→ Source text
□ □ □ □

Jordan Flowers, another a JFK8 worker, tells Truthout he was fired in June because he couldn’t work amid the pandemic due to his lupus nephritis. The company rehired him the following week, Flowers says, but wasn’t paying him since he couldn’t come into work, so he had to file for unemployment for several months. The company is only just now beginning to make accommodations for him, he says, potentially placing him on paid leave. He now needs a kidney transplant and fears he could be fired again and lose his health insurance.
“I was kind of sad to talk about [my condition] at first, but that gave me the opportunity to tell the world what it is, so now it gives other people who are scared to talk about their medical issue, on the job or not, a chance to talk about it,” Flowers tells Truthout. “I’m giving the voice of employees with medical issues a chance to speak out, especially since Amazon’s not union, and they can do whatever they want.”
Flowers says he’s in talks with attorneys about the possibility of taking legal action against the company over what he calls a wrongful termination in the midst of the pandemic. “Amazon makes blood money. They would rather see their employees suffer but make the customers happy,” he says. Amazon Spokesperson Boschetti didn’t respond to specific questions about Flowers’s employment status.
“Amazon makes blood money. They would rather see their employees suffer but make the customers happy.”
Even if TCOEW is unable to build enough support for a union at JFK8, they’re still pursuing several legal challenges that have already forced changes at the facility. These kinds of indirect strategies are being increasingly eyed by labor and union organizers in the aftermath of the Bessemer election, with unions using protests and other forms of public pressure to get Amazon to make changes that workers want. An Amazon worker group called Amazonians United Chicagoland, for instance, has led protests and walkouts in the Chicago area throughout the pandemic.
Meanwhile, labor organizing at other Amazon facilities is also gaining steam. In Iowa, a local chapter of the Teamsters Union has been working on organizing Amazon warehouse workers and delivery drivers. Teamsters Local 238 Secretary-Treasurer Jesse Case told The New York Times the group is also trying to take a different route than RWDSU, saying they don’t want to rely on the union “election process to raise standards.”
Union organizers typically need to win an election at individual facilities for a large company like Amazon. Once organizers get 30 percent of workers to sign a card saying they’re interested in a union, the NLRB will hold an election. It takes a simple majority of votes to establish a union. If a majority of workers sign union cards, however, a company can voluntarily recognize the union. While it’s unlikely that Amazon would do so, a clear majority would increase public pressure and potentially force the tech giant’s hand.
RWDSU has said the organization has heard from more than 1,000 Amazon workers at other facilities who are interested in unionizing. But the union has yet to indicate whether or at which facilities they might push for an election.
“[The PRO Act] won’t solve all the issues, but at least it allows us to organize without union-busting.”
Amazon’s victory in the David-versus-Goliath unionization effort in Bessemer has intensified pressure on Senate Democrats to eliminate the filibuster and pass the Protecting the Right to Organize Act, one of the most ambitious attempts to strengthen the rights of workers and unions in decades. That pressure appears to be working: Conservative Democrat Sen. Joe Manchin announced he would co-sponsor the bill Monday. If passed, the legislation would ban many of the union-busting tactics Amazon used to crush the organizing drive.
The legislation would be “a step toward the right direction,” Smalls says. “It won’t solve all the issues, but at least it allows us to organize without union-busting, and if there is union-busting … to hold the company or employees accountable. I think it’ll also help galvanize workers to begin these workplace committees and form their own unions. I think it’ll be a lot easier.”

□ □ □ □

→ Recorded information
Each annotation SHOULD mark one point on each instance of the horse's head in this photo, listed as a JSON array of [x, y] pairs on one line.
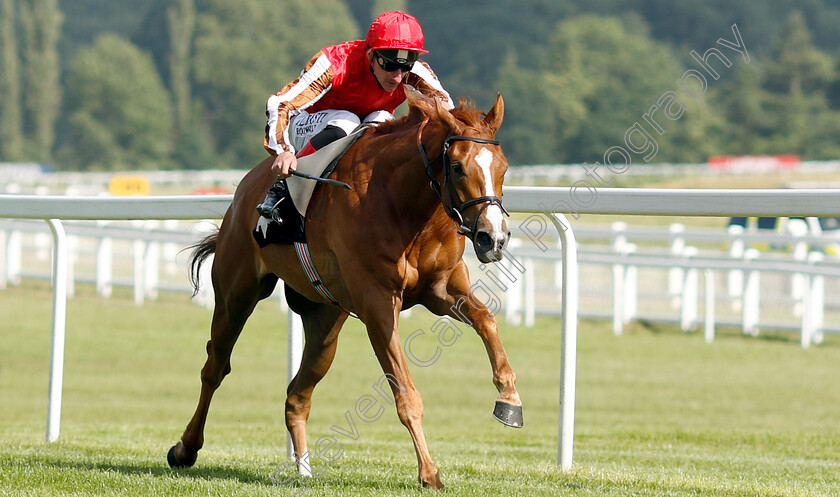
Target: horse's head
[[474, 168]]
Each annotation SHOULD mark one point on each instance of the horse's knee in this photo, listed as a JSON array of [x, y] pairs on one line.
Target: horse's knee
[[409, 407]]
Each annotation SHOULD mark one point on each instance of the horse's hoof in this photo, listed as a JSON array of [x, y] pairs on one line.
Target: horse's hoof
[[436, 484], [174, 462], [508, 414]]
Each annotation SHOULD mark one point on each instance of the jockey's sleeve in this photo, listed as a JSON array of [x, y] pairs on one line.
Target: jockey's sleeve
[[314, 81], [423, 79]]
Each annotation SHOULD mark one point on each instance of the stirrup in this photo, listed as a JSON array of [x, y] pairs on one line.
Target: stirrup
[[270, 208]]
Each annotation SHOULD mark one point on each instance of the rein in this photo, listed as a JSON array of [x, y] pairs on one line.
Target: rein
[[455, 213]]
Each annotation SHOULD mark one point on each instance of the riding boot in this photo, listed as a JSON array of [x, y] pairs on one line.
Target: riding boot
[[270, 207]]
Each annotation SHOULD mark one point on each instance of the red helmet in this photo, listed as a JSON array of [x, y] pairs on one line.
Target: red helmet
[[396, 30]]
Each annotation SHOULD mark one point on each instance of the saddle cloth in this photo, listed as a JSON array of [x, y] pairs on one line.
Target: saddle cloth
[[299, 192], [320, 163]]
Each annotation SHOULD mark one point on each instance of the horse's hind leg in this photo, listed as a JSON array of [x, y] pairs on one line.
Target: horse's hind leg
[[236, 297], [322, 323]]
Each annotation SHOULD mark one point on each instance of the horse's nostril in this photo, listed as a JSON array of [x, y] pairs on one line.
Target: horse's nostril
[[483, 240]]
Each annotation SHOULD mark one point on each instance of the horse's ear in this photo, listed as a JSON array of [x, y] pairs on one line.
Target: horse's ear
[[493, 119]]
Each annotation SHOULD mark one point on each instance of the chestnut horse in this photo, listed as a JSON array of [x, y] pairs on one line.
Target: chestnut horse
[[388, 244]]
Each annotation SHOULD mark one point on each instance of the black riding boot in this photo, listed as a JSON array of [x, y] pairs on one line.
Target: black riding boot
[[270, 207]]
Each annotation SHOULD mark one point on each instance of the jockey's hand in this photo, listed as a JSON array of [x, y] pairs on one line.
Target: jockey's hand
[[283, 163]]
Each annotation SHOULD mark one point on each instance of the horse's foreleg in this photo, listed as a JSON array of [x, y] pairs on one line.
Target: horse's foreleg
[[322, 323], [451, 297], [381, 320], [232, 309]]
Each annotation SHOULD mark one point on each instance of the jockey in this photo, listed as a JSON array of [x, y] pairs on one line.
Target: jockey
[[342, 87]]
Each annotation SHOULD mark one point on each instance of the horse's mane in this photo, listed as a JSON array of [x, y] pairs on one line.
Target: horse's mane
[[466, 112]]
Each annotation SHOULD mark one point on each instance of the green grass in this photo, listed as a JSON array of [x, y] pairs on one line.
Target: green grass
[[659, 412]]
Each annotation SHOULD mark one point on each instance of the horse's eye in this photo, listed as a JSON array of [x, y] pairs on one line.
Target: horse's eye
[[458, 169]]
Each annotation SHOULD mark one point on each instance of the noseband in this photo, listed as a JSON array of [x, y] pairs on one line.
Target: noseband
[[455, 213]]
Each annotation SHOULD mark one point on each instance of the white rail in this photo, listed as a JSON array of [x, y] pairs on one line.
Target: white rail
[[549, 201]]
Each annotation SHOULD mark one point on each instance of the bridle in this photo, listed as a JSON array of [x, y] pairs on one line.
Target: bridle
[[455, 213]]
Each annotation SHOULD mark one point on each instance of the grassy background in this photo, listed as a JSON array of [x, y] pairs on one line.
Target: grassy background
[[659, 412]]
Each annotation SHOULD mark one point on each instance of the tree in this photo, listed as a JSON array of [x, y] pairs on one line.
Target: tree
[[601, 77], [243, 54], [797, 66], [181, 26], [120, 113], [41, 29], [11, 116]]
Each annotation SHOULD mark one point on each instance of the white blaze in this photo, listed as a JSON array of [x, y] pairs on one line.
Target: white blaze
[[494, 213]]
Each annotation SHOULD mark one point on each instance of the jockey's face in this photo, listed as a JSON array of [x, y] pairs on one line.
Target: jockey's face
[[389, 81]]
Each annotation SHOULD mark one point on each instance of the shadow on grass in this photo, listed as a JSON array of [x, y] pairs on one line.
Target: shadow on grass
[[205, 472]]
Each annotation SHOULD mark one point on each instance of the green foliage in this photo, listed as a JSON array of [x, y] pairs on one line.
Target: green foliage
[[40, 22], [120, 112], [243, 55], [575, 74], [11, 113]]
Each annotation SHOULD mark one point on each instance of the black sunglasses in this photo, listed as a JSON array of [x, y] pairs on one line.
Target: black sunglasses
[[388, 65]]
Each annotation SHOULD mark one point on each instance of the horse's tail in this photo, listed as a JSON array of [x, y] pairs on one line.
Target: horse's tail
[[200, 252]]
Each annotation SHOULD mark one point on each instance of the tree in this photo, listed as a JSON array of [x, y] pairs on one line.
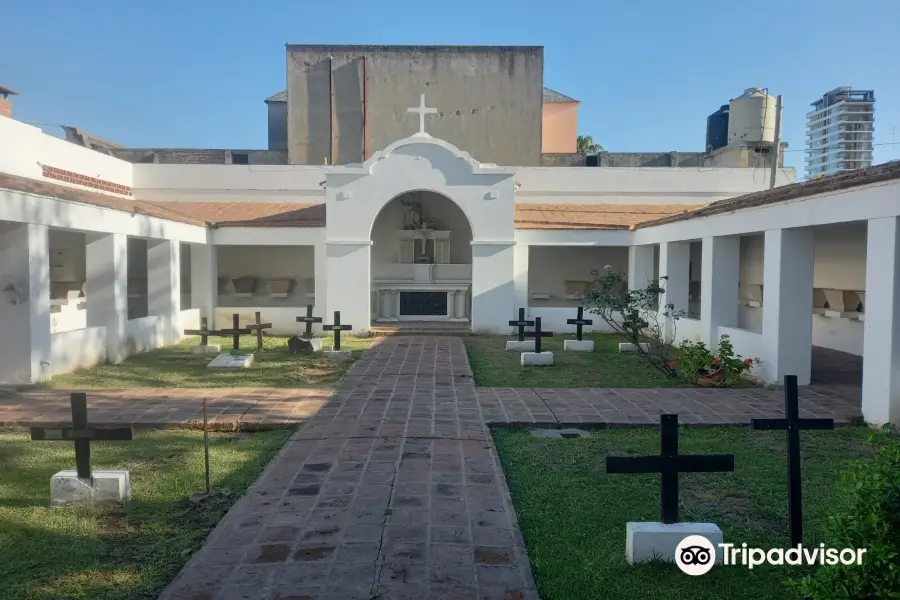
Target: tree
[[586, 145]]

□ □ □ □

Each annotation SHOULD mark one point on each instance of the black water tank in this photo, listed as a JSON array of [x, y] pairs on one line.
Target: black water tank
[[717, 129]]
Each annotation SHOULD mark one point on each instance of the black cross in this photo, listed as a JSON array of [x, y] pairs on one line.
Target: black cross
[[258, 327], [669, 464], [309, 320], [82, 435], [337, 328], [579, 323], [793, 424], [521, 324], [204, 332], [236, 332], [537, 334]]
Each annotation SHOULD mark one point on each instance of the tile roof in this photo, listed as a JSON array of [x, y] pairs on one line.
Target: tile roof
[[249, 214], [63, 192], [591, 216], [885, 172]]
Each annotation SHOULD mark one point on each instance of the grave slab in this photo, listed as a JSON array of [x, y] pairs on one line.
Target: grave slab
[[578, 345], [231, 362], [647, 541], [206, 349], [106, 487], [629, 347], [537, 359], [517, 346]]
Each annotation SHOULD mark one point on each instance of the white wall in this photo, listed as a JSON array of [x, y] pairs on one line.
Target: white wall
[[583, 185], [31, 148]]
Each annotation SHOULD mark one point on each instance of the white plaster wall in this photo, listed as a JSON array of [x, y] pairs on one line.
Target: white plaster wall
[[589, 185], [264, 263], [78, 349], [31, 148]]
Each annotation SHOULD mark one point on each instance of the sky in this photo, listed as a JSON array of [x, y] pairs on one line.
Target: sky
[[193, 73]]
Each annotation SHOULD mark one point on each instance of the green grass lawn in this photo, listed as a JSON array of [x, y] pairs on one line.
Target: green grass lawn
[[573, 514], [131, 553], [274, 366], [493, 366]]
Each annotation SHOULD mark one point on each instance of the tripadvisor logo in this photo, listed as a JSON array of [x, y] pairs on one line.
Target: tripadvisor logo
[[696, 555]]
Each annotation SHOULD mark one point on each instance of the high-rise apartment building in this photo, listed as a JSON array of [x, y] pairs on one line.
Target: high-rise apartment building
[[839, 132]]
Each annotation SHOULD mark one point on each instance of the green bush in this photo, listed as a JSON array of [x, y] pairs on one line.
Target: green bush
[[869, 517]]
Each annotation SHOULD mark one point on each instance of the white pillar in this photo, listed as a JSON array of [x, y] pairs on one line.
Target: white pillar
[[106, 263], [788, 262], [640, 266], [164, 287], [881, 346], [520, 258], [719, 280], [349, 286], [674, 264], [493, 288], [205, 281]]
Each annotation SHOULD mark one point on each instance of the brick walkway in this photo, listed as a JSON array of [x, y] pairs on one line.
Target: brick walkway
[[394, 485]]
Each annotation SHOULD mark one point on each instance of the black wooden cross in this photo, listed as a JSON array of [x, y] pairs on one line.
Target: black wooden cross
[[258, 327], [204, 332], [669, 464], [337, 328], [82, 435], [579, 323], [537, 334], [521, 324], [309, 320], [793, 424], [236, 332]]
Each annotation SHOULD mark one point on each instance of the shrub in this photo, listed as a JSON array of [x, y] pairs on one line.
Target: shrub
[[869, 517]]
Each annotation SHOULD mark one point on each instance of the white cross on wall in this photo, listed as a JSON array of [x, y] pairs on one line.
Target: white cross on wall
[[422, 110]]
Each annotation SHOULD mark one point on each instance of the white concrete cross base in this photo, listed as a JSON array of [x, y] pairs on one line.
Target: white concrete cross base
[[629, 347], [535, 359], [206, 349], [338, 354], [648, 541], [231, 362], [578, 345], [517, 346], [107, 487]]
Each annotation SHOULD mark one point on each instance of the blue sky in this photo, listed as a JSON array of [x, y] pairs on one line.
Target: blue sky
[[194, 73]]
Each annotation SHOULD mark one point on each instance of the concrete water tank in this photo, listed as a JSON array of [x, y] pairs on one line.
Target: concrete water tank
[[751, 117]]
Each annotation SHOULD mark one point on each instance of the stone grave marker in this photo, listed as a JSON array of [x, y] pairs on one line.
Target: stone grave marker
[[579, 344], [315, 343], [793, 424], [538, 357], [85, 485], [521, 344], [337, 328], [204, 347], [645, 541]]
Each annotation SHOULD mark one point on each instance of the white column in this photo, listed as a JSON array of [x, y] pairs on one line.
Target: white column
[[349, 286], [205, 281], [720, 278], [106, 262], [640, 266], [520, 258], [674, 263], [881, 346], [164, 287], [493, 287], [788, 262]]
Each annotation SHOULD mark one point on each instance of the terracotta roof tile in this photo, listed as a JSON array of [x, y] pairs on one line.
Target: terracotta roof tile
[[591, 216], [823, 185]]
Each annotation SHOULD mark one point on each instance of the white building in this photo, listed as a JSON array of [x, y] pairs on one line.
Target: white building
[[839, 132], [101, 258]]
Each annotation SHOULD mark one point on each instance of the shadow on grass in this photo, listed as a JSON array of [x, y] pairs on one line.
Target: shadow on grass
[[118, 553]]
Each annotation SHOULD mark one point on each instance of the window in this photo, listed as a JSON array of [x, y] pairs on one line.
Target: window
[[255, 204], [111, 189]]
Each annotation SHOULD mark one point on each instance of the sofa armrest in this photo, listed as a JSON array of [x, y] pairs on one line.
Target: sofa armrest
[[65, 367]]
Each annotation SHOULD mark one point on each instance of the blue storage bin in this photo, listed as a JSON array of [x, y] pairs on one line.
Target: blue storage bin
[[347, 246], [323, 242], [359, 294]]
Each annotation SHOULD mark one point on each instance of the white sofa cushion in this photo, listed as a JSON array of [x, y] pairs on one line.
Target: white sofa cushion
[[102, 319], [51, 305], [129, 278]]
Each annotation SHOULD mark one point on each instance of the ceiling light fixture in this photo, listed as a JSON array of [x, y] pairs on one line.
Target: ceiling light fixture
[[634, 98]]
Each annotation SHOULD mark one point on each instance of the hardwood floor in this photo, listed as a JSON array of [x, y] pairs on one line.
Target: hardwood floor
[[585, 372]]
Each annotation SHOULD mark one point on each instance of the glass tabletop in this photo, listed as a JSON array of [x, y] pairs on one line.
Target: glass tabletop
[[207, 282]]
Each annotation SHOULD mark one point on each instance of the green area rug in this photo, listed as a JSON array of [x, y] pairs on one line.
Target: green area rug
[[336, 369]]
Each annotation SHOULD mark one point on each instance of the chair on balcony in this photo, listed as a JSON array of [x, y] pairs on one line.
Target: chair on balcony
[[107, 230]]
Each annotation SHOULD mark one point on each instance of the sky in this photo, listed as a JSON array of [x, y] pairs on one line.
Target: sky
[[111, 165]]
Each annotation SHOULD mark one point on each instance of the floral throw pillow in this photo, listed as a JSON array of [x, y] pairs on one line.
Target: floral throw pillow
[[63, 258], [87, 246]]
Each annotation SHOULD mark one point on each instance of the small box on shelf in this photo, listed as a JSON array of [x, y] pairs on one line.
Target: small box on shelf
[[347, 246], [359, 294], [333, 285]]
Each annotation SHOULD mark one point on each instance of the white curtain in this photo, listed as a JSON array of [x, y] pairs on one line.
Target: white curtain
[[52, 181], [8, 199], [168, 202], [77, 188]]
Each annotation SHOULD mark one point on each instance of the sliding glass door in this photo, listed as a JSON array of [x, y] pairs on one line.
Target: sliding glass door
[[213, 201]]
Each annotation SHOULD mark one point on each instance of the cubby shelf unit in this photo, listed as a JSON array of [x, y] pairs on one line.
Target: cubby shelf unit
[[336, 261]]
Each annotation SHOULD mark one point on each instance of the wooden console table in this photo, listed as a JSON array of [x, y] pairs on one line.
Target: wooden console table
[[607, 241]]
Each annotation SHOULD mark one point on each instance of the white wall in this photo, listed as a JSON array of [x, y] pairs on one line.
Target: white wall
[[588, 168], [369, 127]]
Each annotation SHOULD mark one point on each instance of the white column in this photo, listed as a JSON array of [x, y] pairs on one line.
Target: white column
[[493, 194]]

□ □ □ □

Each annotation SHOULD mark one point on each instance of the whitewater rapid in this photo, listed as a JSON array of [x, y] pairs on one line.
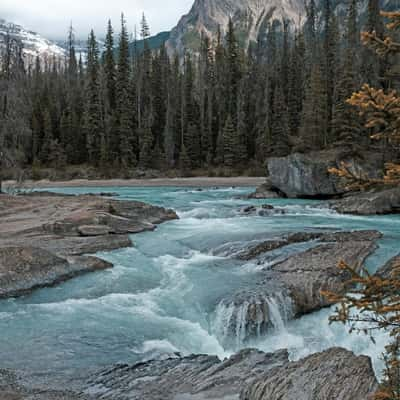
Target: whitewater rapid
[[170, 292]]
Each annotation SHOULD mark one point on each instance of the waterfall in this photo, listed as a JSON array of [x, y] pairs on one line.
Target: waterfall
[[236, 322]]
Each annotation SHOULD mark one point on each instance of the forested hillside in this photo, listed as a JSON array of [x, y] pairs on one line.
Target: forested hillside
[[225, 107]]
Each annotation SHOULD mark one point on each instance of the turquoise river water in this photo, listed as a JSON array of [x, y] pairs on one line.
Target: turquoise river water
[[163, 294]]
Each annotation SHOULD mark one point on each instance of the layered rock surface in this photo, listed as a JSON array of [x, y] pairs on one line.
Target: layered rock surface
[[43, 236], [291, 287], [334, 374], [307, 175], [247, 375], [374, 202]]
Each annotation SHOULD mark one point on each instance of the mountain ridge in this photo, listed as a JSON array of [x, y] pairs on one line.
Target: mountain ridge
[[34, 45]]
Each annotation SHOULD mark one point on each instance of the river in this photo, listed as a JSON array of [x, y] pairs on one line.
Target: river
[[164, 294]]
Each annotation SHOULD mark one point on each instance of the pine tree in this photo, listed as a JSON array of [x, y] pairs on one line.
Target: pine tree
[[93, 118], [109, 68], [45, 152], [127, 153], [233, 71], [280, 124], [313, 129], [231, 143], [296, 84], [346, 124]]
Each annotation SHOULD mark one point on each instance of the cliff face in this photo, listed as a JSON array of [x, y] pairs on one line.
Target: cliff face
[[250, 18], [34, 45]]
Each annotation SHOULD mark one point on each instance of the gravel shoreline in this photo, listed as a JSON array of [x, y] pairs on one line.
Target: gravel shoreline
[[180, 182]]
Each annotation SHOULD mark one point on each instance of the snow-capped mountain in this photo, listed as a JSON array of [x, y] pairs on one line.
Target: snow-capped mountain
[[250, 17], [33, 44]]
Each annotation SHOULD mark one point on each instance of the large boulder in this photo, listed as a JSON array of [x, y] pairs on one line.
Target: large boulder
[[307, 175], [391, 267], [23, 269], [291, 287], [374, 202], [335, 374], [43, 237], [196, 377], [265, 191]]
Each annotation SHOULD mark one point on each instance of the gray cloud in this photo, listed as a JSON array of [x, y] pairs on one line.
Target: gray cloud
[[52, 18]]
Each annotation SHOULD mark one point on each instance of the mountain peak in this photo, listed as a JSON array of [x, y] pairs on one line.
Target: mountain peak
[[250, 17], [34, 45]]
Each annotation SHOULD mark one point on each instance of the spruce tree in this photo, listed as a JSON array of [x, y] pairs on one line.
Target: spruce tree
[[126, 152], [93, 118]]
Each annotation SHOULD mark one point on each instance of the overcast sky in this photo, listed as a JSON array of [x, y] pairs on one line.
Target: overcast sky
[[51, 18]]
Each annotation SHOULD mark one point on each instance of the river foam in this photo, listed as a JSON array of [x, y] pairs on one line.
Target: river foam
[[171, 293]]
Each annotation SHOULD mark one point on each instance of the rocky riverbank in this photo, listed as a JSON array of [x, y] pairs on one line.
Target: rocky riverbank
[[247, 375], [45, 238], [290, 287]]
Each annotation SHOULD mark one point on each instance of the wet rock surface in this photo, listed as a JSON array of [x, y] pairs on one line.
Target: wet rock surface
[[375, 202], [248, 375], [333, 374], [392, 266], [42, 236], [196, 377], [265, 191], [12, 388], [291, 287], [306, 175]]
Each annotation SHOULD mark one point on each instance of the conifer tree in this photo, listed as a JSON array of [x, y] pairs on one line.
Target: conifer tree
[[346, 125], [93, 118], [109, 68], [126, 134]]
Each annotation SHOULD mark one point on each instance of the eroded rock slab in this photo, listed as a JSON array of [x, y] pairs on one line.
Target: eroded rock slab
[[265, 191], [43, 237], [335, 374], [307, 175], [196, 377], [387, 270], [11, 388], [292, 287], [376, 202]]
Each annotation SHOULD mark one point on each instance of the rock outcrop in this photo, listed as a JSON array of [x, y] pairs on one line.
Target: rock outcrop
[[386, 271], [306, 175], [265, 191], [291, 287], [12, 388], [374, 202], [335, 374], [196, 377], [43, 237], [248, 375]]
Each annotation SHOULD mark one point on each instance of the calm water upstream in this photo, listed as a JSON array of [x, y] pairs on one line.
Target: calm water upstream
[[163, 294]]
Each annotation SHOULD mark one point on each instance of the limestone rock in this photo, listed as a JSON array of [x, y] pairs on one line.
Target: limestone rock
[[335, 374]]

□ □ □ □

→ Problems to solve
a - In the article on Amazon labor organizing, what share of workers must sign a card saying they want a union before the NLRB will hold an election?
b - Translate this sentence from the article on Amazon labor organizing into Spanish: "It takes a simple majority of votes to establish a union."

→ Task answers
a - 30 percent

b - Se necesita una mayoría simple de votos para establecer un sindicato.